Tuesday, July 22, 2008

Pharmacists sell startup business

Service provides remote oversight

Two Wichita pharmacists who created the state's first company to offer remote pharmacy services to rural hospitals have sold their business to Via Christi Health System.

Frontier Pharmacy Services, founded by Mark Gagnon and Tim Smith, uses remote-access technology to bridge the gap between rural Kansas communities and pharmacists caused by a national shortage of pharmacists.

The sale price was not disclosed.

Via Christi said it officially will launch the program this fall, first at its partner hospitals in Manhattan and Pittsburg and later to unaffiliated hospitals around the state that could use additional pharmacist oversight.

"I really see it as a way to enhance the pharmacy services we provide for patients," said Jim Garrelts, pharmacy director for the Via Christi Wichita Health Network. "It will enhance patient safety and expand the ability of our pharmacists to provide clinical services."

Via Christi officials cite studies that estimate the national supply of pharmacists is likely to fall short by 157,000 by 2020. Six Kansas counties have no pharmacists, and 31 have only one pharmacist or pharmacy.

Under the service, pharmacists review hospital medication orders over their computers for accuracy, potential drug interactions and efficacy, then enter the order electronically into a participating hospital's pharmacy system.

For the past year, Gagnon -- a pharmacist for Via Christi Regional Medical Center by day -- and Smith, who recently moved to the Kansas City area, have been servicing Coffeyville Regional Medical Center at night, but inquiries from rural communities in Kansas had started to pick up.

The partners decided to sell after concluding that Via Christi's name recognition and reach far exceeded their own.
- - - - -
EXERCISE REQUIREMENTS:
1) Decide whether each statement below agrees with the article on the sale of the pharmacy business, answering yes or no and quoting the words of the article that settle it. (a) The price Via Christi paid for the business was made public. (b) Via Christi plans to start the program at its partner hospitals in Manhattan and Pittsburg before offering it to unaffiliated hospitals. (c) Six Kansas counties have only one pharmacist or pharmacy.
2) Retype the part of the article on the sale of the pharmacy business starting with "Two Wichita pharmacists" and going on through "additional pharmacist oversight.", keeping every word and mark unchanged.

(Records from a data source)
- - - - -
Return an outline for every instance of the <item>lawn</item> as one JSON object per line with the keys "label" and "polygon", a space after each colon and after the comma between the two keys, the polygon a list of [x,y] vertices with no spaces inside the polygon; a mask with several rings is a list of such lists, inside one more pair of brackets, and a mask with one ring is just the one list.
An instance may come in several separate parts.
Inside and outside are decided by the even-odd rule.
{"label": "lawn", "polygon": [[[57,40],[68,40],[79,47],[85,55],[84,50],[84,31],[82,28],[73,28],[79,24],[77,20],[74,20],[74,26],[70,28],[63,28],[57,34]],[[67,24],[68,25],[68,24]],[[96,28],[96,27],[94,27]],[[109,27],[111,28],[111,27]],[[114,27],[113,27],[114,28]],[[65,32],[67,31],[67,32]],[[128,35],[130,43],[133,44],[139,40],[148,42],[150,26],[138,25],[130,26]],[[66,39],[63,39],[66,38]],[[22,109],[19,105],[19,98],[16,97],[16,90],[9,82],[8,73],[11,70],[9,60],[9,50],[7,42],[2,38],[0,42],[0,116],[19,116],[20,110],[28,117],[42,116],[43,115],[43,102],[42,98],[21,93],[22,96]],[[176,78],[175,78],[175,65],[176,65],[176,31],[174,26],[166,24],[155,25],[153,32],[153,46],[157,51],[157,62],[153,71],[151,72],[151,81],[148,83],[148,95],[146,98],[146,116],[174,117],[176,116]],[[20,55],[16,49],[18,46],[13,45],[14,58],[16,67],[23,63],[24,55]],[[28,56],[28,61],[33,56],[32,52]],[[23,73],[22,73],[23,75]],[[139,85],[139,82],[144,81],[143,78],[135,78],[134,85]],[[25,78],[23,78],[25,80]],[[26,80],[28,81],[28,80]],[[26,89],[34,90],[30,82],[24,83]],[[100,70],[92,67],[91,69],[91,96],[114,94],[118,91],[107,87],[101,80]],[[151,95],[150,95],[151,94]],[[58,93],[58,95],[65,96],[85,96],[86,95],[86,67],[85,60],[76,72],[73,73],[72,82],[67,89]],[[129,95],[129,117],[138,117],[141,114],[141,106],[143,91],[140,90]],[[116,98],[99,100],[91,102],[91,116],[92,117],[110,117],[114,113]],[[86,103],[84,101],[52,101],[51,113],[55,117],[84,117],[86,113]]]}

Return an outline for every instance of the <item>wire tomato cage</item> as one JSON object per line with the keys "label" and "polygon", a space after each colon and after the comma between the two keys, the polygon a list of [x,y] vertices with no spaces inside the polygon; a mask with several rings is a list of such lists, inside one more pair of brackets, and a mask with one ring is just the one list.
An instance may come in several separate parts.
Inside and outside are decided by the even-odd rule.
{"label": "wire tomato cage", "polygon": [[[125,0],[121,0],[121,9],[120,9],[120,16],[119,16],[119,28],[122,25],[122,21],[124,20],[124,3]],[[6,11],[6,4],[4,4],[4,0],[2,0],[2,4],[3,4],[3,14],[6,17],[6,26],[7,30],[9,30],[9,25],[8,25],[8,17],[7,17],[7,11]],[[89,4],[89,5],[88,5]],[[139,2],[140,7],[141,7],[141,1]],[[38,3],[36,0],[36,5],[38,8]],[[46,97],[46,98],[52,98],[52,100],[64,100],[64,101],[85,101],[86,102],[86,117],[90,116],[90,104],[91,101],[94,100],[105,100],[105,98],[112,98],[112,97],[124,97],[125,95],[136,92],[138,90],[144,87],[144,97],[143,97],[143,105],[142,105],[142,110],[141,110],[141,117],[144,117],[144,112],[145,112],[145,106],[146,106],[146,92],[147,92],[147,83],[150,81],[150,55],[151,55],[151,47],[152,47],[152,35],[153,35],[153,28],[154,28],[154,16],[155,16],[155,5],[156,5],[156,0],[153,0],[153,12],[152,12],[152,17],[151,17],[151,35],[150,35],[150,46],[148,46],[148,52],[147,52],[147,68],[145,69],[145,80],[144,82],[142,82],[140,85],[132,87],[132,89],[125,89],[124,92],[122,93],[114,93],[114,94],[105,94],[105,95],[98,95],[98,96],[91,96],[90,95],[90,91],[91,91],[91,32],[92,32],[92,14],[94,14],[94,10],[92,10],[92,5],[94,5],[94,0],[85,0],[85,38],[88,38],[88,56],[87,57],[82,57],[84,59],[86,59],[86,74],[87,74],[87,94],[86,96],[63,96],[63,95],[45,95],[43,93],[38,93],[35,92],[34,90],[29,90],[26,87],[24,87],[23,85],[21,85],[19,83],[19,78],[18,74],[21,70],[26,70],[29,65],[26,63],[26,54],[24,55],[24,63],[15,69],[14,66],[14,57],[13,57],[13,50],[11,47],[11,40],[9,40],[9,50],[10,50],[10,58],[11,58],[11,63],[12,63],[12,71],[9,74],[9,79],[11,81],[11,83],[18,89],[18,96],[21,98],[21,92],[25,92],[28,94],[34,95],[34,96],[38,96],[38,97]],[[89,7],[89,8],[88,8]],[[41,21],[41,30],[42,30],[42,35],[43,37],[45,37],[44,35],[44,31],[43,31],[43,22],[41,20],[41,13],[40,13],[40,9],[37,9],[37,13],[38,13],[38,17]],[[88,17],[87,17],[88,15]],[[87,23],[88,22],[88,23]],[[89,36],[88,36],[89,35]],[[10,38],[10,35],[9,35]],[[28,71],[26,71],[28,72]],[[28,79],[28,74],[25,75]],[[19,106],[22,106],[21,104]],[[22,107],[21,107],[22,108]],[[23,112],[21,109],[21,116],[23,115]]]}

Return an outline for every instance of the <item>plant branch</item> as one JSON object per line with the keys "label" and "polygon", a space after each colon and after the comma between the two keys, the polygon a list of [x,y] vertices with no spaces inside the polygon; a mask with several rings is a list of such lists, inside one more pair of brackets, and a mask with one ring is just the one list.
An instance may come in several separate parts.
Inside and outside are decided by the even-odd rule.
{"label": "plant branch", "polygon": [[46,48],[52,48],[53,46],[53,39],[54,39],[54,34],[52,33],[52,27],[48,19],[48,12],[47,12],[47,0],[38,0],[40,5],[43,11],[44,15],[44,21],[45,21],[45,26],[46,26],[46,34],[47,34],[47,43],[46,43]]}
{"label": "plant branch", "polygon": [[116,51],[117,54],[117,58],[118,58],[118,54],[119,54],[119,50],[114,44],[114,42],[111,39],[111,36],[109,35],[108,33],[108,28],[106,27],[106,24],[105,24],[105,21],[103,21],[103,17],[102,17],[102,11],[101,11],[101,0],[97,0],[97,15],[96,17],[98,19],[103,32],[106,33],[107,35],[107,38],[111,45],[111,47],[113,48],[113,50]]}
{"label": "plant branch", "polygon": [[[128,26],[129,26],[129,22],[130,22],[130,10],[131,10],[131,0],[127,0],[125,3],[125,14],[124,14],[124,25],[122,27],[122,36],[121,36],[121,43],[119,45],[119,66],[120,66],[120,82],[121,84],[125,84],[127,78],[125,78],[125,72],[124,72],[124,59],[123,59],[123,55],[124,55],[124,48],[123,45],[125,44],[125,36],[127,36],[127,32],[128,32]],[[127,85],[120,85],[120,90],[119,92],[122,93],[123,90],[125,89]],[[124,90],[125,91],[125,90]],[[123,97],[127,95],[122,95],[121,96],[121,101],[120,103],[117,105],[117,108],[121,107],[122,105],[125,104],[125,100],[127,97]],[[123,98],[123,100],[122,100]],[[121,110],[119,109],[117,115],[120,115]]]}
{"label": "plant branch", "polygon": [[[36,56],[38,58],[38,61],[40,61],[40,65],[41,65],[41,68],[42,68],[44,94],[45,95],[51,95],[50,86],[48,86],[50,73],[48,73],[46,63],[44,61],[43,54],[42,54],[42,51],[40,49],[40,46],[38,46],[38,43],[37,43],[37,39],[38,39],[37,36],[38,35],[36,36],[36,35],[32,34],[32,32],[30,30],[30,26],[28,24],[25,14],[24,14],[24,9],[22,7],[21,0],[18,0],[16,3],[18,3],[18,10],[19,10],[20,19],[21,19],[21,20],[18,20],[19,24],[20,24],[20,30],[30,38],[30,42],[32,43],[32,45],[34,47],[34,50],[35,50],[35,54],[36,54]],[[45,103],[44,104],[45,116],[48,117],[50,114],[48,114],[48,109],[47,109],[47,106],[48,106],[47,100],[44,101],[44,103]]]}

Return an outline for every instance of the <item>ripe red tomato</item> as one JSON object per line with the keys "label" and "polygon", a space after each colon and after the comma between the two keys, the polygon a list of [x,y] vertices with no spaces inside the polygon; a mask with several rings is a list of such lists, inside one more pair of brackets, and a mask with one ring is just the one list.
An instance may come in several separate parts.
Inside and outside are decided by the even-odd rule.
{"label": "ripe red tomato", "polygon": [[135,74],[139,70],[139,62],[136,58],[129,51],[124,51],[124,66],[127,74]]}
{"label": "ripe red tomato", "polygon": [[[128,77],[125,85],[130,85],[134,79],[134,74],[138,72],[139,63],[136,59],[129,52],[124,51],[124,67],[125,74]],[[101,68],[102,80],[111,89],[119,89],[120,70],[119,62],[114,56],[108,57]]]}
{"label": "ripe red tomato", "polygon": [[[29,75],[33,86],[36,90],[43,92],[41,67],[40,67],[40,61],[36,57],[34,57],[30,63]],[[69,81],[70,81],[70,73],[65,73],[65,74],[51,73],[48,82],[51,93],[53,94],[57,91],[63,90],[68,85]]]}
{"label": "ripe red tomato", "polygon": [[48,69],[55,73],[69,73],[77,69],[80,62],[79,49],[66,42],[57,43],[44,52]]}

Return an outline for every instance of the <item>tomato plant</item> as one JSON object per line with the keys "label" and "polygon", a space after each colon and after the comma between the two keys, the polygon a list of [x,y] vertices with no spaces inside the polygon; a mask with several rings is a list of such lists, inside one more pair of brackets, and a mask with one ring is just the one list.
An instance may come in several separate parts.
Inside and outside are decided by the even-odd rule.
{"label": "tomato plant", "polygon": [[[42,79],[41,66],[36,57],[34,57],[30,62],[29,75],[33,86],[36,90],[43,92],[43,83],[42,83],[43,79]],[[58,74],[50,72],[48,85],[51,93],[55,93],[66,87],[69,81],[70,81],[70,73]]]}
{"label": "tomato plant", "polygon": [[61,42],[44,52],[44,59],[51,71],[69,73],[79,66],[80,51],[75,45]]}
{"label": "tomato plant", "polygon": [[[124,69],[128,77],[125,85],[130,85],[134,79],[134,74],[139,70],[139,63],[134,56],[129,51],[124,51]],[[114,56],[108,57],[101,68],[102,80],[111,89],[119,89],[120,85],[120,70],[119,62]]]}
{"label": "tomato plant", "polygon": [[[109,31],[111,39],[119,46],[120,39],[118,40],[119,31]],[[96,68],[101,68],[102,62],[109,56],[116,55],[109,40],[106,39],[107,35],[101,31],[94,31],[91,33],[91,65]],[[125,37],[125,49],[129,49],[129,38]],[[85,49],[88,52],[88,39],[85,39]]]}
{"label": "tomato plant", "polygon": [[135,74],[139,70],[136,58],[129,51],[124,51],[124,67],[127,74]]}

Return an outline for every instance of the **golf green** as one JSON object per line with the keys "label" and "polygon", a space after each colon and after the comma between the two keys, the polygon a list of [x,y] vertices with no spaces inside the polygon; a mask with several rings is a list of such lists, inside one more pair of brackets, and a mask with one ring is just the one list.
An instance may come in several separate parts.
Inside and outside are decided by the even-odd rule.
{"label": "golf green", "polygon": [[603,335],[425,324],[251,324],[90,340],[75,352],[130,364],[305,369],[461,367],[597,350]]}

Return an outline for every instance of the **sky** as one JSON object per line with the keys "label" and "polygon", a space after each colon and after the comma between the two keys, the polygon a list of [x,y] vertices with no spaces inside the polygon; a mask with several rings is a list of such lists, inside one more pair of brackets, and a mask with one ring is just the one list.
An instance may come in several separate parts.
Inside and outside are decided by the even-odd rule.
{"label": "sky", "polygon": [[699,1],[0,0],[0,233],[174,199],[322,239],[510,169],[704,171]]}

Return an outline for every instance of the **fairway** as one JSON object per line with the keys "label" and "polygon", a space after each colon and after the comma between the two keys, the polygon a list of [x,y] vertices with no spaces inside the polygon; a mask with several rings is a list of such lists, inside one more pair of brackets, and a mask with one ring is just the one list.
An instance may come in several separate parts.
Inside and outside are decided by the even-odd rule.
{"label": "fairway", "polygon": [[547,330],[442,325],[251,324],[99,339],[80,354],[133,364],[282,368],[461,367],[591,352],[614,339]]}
- - - - -
EXERCISE SOLUTIONS:
1)
(a) No: "The sale price was not disclosed."
(b) Yes: "first at its partner hospitals in Manhattan and Pittsburg and later to unaffiliated hospitals around the state"
(c) No: "Six Kansas counties have no pharmacists, and 31 have only one pharmacist or pharmacy."

2)
Two Wichita pharmacists who created the state's first company to offer remote pharmacy services to rural hospitals have sold their business to Via Christi Health System.

Frontier Pharmacy Services, founded by Mark Gagnon and Tim Smith, uses remote-access technology to bridge the gap between rural Kansas communities and pharmacists caused by a national shortage of pharmacists.

The sale price was not disclosed.

Via Christi said it officially will launch the program this fall, first at its partner hospitals in Manhattan and Pittsburg and later to unaffiliated hospitals around the state that could use additional pharmacist oversight.